BEGIN Entries shown

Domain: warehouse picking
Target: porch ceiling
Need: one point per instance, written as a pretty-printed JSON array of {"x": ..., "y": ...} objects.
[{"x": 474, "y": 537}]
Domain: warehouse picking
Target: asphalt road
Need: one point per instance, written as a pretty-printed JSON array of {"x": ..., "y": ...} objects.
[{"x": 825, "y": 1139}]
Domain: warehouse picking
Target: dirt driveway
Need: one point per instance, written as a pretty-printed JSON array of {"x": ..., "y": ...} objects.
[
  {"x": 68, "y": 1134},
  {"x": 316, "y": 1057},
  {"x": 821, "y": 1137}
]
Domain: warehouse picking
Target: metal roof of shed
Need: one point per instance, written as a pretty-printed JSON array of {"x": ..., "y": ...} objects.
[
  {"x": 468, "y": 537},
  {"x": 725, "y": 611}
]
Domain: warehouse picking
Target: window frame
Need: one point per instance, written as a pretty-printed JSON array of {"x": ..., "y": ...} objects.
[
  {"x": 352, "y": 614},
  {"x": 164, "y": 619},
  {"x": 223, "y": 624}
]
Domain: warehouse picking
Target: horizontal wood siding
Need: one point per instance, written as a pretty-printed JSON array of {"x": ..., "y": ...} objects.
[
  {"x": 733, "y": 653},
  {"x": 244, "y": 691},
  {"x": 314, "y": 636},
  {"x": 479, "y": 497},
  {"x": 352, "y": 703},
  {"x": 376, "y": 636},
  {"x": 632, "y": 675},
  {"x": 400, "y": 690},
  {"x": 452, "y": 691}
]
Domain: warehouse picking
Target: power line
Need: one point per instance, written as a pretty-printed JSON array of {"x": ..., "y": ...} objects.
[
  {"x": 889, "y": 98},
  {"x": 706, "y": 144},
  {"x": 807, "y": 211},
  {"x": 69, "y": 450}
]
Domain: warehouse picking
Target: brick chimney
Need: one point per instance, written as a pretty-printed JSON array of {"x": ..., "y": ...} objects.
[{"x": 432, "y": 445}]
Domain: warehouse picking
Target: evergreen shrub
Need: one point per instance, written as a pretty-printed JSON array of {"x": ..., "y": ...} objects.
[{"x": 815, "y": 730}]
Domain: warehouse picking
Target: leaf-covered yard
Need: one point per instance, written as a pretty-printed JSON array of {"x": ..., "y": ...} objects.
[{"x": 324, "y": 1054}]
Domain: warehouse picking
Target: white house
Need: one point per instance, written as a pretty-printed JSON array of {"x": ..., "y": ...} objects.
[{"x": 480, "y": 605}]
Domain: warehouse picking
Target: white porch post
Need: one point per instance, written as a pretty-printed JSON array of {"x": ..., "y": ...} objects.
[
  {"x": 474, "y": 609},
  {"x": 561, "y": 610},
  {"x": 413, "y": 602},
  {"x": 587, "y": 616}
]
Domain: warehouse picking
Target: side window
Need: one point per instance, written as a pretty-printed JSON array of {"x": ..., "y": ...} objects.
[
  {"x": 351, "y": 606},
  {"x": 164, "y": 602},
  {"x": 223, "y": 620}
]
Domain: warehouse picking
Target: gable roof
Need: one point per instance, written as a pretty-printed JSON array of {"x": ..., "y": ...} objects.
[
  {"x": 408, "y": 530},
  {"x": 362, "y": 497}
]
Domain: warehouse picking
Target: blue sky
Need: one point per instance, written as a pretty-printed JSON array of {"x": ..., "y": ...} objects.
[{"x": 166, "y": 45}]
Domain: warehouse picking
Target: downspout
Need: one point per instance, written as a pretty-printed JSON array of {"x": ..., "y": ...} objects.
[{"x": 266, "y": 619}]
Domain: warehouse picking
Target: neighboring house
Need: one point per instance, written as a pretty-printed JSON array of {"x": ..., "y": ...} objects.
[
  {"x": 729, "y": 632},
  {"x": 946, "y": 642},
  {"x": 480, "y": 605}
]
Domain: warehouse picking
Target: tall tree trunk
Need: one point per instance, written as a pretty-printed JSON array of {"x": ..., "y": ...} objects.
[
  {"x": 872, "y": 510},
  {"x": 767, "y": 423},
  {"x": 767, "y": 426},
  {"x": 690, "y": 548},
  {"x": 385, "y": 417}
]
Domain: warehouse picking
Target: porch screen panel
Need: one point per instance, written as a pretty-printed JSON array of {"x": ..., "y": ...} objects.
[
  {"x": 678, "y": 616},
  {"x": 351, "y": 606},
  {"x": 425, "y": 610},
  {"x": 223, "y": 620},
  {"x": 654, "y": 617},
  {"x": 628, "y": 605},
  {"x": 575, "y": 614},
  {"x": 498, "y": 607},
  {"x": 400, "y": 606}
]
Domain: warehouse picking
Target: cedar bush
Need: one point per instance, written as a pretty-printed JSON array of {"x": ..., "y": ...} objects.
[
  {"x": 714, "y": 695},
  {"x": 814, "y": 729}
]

END Entries shown

Instruction:
Write every line of the material above again, exactly.

Solution below:
Domain: warehouse picking
Target: porch ceiling
Need: one point per instance, written as a pretty-printed JSON array of {"x": ..., "y": ...} objects.
[{"x": 474, "y": 537}]
Domain: warehouse picking
Target: asphalt road
Need: one point per instance, written as a pretty-printed JSON array of {"x": ..., "y": ...} objects.
[{"x": 825, "y": 1139}]
Domain: warehouse picking
Target: dirt driveway
Need: one point per instance, written as a pretty-printed JSON array of {"x": ..., "y": ...} objects.
[
  {"x": 68, "y": 1134},
  {"x": 316, "y": 1057},
  {"x": 821, "y": 1137}
]
Domain: warehouse picking
Target: metal roof of shed
Need: one point per instance, written as a pretty-printed JSON array of {"x": ..., "y": ...} objects.
[
  {"x": 468, "y": 537},
  {"x": 725, "y": 611}
]
Domain: warehouse picking
Target: window frame
Need: one point per instance, written as a pretty-printed JSON array of {"x": ..., "y": ...} objects.
[
  {"x": 352, "y": 614},
  {"x": 164, "y": 619},
  {"x": 223, "y": 624}
]
Domain: warehouse picking
Target: horizontal wood siding
Need: one point per instance, written as a pretty-printed JSON array of {"x": ..., "y": ...} objects.
[
  {"x": 733, "y": 653},
  {"x": 244, "y": 691},
  {"x": 314, "y": 636},
  {"x": 479, "y": 497},
  {"x": 352, "y": 703},
  {"x": 376, "y": 636},
  {"x": 632, "y": 675},
  {"x": 400, "y": 690},
  {"x": 452, "y": 691}
]
Domain: warehouse picking
Target: power line
Need: one point per instance, written as a pretty-printed JSON array of {"x": ..., "y": ...} objects.
[
  {"x": 889, "y": 98},
  {"x": 706, "y": 144},
  {"x": 807, "y": 211},
  {"x": 69, "y": 450}
]
Domain: warehouse picking
Target: brick chimney
Need: one point per instance, written as a pretty-printed JSON array of {"x": ..., "y": ...} objects.
[{"x": 432, "y": 445}]
Domain: warehouse picking
Target: evergreen shrub
Need: one point per instance, written as a pretty-printed JSON array of {"x": ..., "y": ...} objects.
[{"x": 815, "y": 730}]
Domain: warehouse picking
Target: leaf-covered yard
Need: one point per instance, written as a pretty-printed JSON array of {"x": ..., "y": ...} objects.
[{"x": 324, "y": 1054}]
Domain: warehouse picking
Target: white house
Need: one point per instance, written as a pretty-printed JSON array of {"x": ..., "y": ...} objects.
[{"x": 480, "y": 605}]
Domain: warehouse picking
Target: white porch post
Need: one point per instance, written as a pretty-printed JSON array of {"x": ..., "y": ...} objects.
[
  {"x": 474, "y": 609},
  {"x": 561, "y": 610},
  {"x": 413, "y": 602},
  {"x": 587, "y": 616}
]
Domain: warehouse picking
Target: side window
Need: one point per instance, written as a pretty-printed JSON array of {"x": ..., "y": ...} objects.
[
  {"x": 351, "y": 606},
  {"x": 164, "y": 602},
  {"x": 223, "y": 620}
]
Domain: warehouse picking
Target: gable roof
Need: one point per instance, written as a pretty-printed JSON array of {"x": ..., "y": ...} objects.
[
  {"x": 408, "y": 530},
  {"x": 362, "y": 497}
]
Domain: warehouse picking
Target: blue sky
Need: one point per instance, written as a pretty-printed JSON array of {"x": ..., "y": ...} objects.
[{"x": 166, "y": 45}]
Domain: warehouse picking
Target: downspout
Need: one point per instance, written as a pretty-printed JSON array of {"x": ..., "y": ...} objects.
[{"x": 266, "y": 619}]
Domain: warehouse picking
Target: neighboring house
Need: one point per instance, written as a pretty-printed JSON array of {"x": ..., "y": ...} objects.
[
  {"x": 729, "y": 632},
  {"x": 946, "y": 642},
  {"x": 480, "y": 605}
]
Domain: warehouse picking
Target: tall tree trunk
Need: one point per instance, written as a pretty-printed JSON array of {"x": ..., "y": ...} objects.
[
  {"x": 872, "y": 510},
  {"x": 767, "y": 423},
  {"x": 767, "y": 426},
  {"x": 690, "y": 548},
  {"x": 385, "y": 417}
]
Domain: warehouse picking
Target: porch screen panel
Need: one point per instance, written as a pretty-printed JSON array of {"x": ..., "y": ...} objects.
[
  {"x": 678, "y": 616},
  {"x": 351, "y": 606},
  {"x": 425, "y": 610},
  {"x": 223, "y": 620},
  {"x": 654, "y": 617},
  {"x": 628, "y": 605},
  {"x": 575, "y": 614},
  {"x": 498, "y": 607},
  {"x": 400, "y": 606}
]
Domain: warehouse picking
Target: cedar bush
Need: one point per instance, written as a pretty-printed JSON array of {"x": ..., "y": ...} objects.
[
  {"x": 714, "y": 695},
  {"x": 814, "y": 729}
]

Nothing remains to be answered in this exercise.